-- BEGIN --

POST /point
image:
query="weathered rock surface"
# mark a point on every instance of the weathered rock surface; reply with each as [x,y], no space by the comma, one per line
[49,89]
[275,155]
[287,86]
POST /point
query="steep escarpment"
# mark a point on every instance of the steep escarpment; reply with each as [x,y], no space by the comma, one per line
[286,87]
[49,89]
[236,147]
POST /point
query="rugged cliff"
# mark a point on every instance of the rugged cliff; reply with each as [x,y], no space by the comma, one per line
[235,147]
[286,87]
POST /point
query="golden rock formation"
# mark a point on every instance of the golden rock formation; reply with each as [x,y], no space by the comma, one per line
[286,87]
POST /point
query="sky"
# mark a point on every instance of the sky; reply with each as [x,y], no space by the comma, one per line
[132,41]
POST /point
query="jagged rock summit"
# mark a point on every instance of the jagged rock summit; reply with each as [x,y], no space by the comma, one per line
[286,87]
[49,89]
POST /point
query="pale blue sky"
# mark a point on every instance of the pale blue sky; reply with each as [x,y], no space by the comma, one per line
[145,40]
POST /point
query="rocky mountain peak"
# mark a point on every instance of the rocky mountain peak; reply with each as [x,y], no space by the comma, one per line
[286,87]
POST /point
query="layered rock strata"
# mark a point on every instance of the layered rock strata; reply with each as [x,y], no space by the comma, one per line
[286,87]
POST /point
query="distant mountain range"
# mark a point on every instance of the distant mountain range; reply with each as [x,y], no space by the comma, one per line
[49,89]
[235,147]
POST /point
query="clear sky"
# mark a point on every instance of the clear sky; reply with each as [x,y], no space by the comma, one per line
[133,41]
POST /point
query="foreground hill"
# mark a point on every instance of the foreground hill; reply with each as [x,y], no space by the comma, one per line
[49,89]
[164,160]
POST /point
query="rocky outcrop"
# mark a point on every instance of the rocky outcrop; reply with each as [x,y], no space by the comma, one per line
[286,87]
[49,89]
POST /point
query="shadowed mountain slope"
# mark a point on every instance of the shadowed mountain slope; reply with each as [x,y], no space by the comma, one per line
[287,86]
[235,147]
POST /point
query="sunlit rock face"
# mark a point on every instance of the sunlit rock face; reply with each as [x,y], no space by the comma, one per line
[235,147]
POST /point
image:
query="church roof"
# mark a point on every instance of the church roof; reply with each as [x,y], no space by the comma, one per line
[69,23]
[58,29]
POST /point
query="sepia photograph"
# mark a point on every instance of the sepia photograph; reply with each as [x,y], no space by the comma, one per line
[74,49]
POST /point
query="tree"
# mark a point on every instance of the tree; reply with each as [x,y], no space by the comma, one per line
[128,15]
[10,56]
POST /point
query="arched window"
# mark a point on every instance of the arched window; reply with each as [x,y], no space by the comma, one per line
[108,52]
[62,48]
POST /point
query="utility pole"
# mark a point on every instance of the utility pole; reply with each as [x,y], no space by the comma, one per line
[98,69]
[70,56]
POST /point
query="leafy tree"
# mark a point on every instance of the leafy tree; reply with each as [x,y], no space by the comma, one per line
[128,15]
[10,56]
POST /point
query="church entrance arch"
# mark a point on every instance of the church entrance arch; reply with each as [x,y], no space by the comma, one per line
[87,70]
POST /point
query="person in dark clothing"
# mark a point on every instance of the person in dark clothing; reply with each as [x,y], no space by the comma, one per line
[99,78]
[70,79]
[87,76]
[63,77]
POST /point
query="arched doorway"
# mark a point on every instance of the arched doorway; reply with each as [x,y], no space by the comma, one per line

-- END --

WORK INSTRUCTIONS >> Your task is to return the full listing exactly as it was given.

PROBLEM SOLUTION >>
POST /point
image:
query="weathered rock surface"
# mark a point on every instance of the weathered rock surface; reply with each as [x,y], no space by the comma, one per line
[49,89]
[275,155]
[287,86]
POST /point
query="steep escarpment"
# mark a point on every instance of the steep escarpment; reply with each as [x,y], no space by the comma, one per line
[286,87]
[49,89]
[236,147]
POST /point
query="rugged cliff"
# mark a point on every instance of the rugged cliff; reply with each as [x,y], no space by the comma, one per line
[235,147]
[286,87]
POST /point
query="golden rock formation"
# mark a point on every instance of the golden rock formation; reply with each as [x,y], no space by the comma, one per line
[286,87]
POST /point
query="sky"
# mark a point on every instance of the sky; reply with each as [x,y], no space by the comma, one per line
[132,41]
POST /point
query="jagged rock summit"
# mark a point on every instance of the jagged rock summit; reply with each as [x,y], no space by the comma, one per line
[286,87]
[49,89]
POST /point
query="pale blue sky"
# mark a point on every instance of the pale blue sky; reply with each as [x,y], no space by the comma, one per line
[145,40]
POST /point
query="rocky mountain peak"
# mark a point on every instance of the rocky mountain peak; reply with each as [x,y], no space by the comma, one per line
[286,87]
POST /point
query="layered rock strata"
# mark a point on every instance of the layered rock strata; reply with each as [x,y], no space by the comma, one per line
[286,87]
POST /point
query="distant mountain range"
# mark a point on every instance of the distant mountain range; reply with each as [x,y], no space by the comma, one per line
[49,89]
[235,147]
POST /point
query="clear sky"
# mark a point on every instance of the clear sky; reply with each as [x,y], no space by the comma, one per line
[133,41]
POST /point
query="foreground hill"
# mark a point on every instance of the foreground hill; reply with each as [x,y], no space by the comma, one per line
[49,89]
[164,160]
POST /point
query="rocky outcrop"
# mark a point on every instance of the rocky outcrop; reply with each as [x,y], no space by the comma, one per line
[286,87]
[49,89]
POST /point
query="shadowed mountain slope"
# mark a point on every instance of the shadowed mountain slope; reply with each as [x,y], no space by the comma, one per line
[287,86]
[235,147]
POST /point
query="sunlit rock face"
# mark a point on every instance of the sunlit rock face; reply with each as [x,y], no space by the comma, one per line
[235,147]
POST /point
image:
query="church roof"
# mark a point on every instance of the church roof; reply with each as [x,y], no space by the comma, one per line
[69,23]
[58,29]
POST /point
query="sepia photograph"
# mark a point on every instance of the sepia photograph; reply with each as [x,y], no space by the comma, one per line
[74,49]
POST /point
query="tree"
# mark a point on every instance of the tree; reply with each as [x,y], no space by the comma, one per line
[128,15]
[10,56]
POST /point
query="arched window"
# mark a point on every instance of the arched window; reply with each as [x,y], no space by the comma, one per line
[108,52]
[62,48]
POST /point
query="utility pole"
# mark a point on every instance of the utility pole; reply with each as [x,y], no space by the comma, one per line
[98,69]
[70,56]
POST /point
query="leafy tree"
# mark a point on every instance of the leafy tree; reply with each as [x,y], no space by the comma, one per line
[128,15]
[10,56]
POST /point
query="church entrance arch"
# mark a point on every instance of the church entrance arch; reply with each as [x,y], no space by the comma, one per line
[87,70]
POST /point
query="person in dark clothing"
# mark a point on every instance of the person in dark clothing; reply with each as [x,y], no space by the comma, one per line
[99,78]
[70,79]
[87,76]
[63,77]
POST /point
query="arched doorway"
# mark a point on every instance of the arched doorway; reply with each as [x,y], no space by the comma, one per line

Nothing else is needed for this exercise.